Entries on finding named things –
** begin **

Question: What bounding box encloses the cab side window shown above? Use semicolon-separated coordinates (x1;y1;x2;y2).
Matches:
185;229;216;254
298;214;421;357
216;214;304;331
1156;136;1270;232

** end **

Written exercise – Output every line of the material above exactly as it appears, with nothing changed or left out.

Output –
Question: What bounding box encloses the cab side window shown above? Use semicolon-separated coordinates (x1;y1;x2;y2).
Matches:
185;229;216;254
298;214;421;357
216;214;304;331
1156;136;1270;232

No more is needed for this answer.